Source document:
******

EP-4738202-A1 - ELECTRONIC DEVICE COMPRISING NEURAL PROCESSING UNIT, AND OPERATING METHOD THEREOF

EP4738202A1EP 4738202 A1EP4738202 A1EP 4738202A1EP-4738202-A1

Abstract

An electronic device according to an embodiment may include a processing element (PE) array, a local memory which is configured with a plurality of local memory blocks and which stores data on a plurality of feature maps processed in the PE array, and a control core configured to control the PE array and the local memory. The control core may control the local memory such that at least one local memory block from among the plurality of local memory blocks is turned off based on a size of a feature map corresponding to a layer.

Inventors

LEE, JUNHYUK
PARK, HYUNBIN
YANG, SEUNGJIN
CHOI, JIN
NA, BOYEON

Assignees

Samsung Electronics Co., Ltd.

Dates

Publication Date: 20260506
Application Date: 20240703

Claims (15)

An electronic device comprising: a processing element (PE) array; a local memory which is configured with a plurality of local memory blocks and which stores data on a plurality of feature maps processed in the PE array; and a control core configured to control the PE array and the local memory, wherein the control core controls the local memory such that at least one local memory block from among the plurality of local memory blocks is turned off based on a size of a feature map corresponding to a layer.
The electronic device of claim 1, further comprising: a main memory which stores an artificial neural network model in a first language format so as to provide the artificial neural network model; and a processor which provides the local memory with the artificial neural network model stored in the main memory in the first language format, wherein, when the artificial neural network model in the first language format is compiled to a second language format, the processor tags a buffer capacity of a local memory corresponding to a size of the feature map to the compiled artificial neural network model.

******

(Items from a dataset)
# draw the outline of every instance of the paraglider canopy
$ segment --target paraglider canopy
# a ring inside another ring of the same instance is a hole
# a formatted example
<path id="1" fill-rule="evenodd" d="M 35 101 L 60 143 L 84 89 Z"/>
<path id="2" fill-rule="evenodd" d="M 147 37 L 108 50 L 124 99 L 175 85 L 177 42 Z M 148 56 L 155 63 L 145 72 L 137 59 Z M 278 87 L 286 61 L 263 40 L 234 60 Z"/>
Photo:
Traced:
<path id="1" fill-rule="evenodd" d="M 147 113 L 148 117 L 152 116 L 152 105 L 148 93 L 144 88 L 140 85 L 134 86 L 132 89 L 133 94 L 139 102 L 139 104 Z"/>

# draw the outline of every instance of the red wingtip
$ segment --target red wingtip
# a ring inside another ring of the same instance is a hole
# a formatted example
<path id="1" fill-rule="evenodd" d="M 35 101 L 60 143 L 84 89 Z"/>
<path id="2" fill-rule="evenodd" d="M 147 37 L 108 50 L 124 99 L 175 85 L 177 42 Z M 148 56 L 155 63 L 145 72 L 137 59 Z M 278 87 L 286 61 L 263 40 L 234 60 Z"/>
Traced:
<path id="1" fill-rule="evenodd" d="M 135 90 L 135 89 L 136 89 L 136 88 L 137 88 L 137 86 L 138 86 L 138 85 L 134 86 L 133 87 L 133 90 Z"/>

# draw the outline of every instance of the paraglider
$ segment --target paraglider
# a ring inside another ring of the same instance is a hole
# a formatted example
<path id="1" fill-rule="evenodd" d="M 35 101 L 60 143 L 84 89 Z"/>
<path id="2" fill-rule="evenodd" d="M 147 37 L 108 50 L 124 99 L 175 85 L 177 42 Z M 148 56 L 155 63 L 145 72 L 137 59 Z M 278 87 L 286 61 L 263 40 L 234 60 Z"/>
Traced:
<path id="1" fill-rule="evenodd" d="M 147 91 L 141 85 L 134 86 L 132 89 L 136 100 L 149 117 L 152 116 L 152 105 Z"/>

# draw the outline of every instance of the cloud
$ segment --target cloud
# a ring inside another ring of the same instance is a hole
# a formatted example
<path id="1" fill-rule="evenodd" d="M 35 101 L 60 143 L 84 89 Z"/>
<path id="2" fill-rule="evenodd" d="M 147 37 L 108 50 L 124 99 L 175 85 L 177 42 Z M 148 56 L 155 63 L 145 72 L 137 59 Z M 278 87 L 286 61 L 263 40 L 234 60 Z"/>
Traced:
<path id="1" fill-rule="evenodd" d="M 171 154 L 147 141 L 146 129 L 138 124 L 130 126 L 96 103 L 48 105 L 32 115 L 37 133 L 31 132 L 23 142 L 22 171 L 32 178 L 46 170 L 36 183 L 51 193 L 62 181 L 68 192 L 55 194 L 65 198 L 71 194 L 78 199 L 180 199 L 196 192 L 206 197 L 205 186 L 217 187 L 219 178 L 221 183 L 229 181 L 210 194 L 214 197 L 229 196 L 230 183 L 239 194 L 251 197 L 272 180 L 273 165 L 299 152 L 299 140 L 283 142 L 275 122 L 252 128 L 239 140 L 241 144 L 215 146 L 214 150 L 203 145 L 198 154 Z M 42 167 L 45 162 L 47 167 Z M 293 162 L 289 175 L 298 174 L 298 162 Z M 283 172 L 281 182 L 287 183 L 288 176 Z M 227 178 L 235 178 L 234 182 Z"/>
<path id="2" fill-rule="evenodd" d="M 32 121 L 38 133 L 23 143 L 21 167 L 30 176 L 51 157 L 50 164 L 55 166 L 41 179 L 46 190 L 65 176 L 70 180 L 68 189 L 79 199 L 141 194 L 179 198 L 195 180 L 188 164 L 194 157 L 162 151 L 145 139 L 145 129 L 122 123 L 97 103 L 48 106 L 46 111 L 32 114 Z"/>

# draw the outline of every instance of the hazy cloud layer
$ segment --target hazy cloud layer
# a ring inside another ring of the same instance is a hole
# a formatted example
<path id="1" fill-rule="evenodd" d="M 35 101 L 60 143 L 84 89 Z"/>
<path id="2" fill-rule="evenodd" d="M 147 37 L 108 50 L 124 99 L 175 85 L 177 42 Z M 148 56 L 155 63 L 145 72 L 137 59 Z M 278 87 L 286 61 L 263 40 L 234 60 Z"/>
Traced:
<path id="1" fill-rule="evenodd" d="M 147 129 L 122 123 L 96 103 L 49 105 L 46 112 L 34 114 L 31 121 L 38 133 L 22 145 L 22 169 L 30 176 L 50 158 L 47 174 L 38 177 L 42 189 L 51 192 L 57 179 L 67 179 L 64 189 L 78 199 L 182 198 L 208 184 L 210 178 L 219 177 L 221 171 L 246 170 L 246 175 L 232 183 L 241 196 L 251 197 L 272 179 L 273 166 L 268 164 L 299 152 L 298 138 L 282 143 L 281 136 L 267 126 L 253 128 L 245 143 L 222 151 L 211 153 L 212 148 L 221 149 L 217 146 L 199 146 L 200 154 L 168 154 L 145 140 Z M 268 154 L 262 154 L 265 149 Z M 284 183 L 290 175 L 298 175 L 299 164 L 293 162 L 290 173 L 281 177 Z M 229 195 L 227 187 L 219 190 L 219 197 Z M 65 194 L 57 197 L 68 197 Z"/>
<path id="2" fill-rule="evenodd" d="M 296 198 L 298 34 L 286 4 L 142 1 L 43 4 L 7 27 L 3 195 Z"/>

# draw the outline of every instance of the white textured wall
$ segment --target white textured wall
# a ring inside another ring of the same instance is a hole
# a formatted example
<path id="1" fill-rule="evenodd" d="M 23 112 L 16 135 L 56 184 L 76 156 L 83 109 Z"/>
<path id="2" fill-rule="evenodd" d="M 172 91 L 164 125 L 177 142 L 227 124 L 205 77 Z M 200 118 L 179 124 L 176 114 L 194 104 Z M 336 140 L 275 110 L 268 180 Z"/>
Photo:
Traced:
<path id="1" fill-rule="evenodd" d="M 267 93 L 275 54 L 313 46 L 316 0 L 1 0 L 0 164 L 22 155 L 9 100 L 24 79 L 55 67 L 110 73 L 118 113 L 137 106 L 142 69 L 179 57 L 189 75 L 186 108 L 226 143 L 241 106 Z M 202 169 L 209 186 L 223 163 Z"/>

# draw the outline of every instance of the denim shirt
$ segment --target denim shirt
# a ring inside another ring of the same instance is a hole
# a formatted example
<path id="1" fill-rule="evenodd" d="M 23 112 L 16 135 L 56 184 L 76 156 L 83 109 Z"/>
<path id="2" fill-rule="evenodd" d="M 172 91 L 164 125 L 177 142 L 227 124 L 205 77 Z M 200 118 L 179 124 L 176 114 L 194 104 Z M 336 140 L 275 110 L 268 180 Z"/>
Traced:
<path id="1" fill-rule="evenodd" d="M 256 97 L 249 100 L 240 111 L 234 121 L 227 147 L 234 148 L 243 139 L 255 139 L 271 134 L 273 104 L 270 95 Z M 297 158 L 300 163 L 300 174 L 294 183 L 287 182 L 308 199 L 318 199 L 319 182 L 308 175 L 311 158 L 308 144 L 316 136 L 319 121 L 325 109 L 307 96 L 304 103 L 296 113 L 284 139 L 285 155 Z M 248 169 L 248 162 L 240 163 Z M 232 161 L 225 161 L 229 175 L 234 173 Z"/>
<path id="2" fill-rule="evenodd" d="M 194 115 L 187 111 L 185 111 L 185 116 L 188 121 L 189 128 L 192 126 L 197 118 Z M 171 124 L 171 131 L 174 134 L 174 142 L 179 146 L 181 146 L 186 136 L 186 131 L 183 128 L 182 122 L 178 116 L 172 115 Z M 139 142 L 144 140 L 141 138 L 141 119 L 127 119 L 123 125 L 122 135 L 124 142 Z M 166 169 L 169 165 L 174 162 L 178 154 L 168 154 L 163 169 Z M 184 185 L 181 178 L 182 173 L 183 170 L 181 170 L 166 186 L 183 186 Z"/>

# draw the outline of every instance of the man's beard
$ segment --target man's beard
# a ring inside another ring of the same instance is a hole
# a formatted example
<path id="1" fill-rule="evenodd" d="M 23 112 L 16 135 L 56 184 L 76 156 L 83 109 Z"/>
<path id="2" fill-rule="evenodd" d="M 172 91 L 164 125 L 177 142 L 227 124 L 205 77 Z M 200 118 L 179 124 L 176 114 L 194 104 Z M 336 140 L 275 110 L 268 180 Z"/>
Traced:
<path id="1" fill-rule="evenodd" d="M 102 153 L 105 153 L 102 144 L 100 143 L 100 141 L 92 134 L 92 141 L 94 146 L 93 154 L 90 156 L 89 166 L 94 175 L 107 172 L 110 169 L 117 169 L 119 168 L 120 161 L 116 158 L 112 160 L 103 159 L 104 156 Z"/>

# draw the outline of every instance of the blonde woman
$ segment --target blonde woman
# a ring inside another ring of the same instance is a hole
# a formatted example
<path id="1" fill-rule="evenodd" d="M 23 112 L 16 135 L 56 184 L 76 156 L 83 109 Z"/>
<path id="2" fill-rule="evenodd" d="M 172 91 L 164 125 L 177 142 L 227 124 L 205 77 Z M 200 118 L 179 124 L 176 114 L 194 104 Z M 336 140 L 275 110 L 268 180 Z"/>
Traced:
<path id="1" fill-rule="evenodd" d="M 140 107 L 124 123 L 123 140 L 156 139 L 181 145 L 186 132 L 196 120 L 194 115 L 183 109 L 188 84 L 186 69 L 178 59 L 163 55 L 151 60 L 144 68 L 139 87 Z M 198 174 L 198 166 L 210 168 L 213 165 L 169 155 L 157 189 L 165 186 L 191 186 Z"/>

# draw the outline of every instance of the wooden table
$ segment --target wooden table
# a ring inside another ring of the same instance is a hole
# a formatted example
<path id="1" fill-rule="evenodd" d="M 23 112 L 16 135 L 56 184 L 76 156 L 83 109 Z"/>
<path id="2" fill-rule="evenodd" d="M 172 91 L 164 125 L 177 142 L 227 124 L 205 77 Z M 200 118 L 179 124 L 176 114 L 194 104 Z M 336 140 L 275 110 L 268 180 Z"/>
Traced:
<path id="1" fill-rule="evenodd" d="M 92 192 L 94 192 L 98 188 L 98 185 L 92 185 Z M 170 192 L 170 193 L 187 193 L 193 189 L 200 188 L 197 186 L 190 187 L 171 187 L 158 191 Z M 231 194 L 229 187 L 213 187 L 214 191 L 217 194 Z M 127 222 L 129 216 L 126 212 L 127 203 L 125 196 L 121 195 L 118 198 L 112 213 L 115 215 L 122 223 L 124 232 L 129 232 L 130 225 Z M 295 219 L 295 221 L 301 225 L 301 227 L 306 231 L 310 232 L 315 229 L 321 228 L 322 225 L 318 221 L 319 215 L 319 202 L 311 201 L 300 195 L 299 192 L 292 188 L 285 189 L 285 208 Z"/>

******

List of tasks:
**a)** Which company does the patent page list as the assignee?
**b)** Duplicate the stretch of the patent page from "The electronic device" through "neural network model.".
**c)** Pick up the patent page on the neural processing unit device where it stops and continue writing it.
The listing is separate material and does not belong to the patent page.

Expected outputs:
**a)** Samsung Electronics Co., Ltd.

**b)**
The electronic device of claim 1, further comprising: a main memory which stores an artificial neural network model in a first language format so as to provide the artificial neural network model; and a processor which provides the local memory with the artificial neural network model stored in the main memory in the first language format, wherein, when the artificial neural network model in the first language format is compiled to a second language format, the processor tags a buffer capacity of a local memory corresponding to a size of the feature map to the compiled artificial neural network model.

**c)**
The electronic device of claim 2, wherein, while the local memory is controlled, the processor adjusts a bandwidth of the main memory, based on the number of local memory blocks in an on state, and the local memory acquires data from the main memory, based on the adjusted bandwidth.
The electronic device of claim 2, wherein the control core determines the number of local memory blocks to be turned off based on a buffer capacity corresponding to a size of the per-layer feature map.
The electronic device of claim 2, wherein the control core turns on all of the plurality of local memory blocks, when a size of the per-layer feature map is greater than a total buffer capacity of the plurality of local memory blocks.
The electronic device of claim 1, wherein the local memory is a tightly-coupled memory (TCM) which provides the control core with the per-layer feature map in association with the control core.
The electronic device of claim 2, wherein the processor is configured to: tag a first buffer capacity corresponding to a feature map size of a first layer to an artificial neural network model in the second language format; tag a second buffer capacity corresponding to a feature map size of a second layer, which is processed next to the first layer, to the artificial neural network model in the second language format; and tag a third buffer capacity corresponding to a feature map size of a third layer, which is processed next to the second layer, to the artificial neural network model in the second language format.
The electronic device of claim 2, wherein the control core is configured to: classify a plurality of consecutive layers into a plurality of layer groups differentiated depending buffer capacities; and determine the number of local memory blocks to be turned off based on a buffer capacity corresponding to the layer group.
The electronic device of claim 8, wherein the control core is configured to: group a plurality of layers having a first buffer capacity and a second buffer capacity smaller than the first buffer capacity; and determine the number of local memory blocks to be turned off based on the first buffer capacity, when layers having the second buffer capacity are not consecutive within the layer group.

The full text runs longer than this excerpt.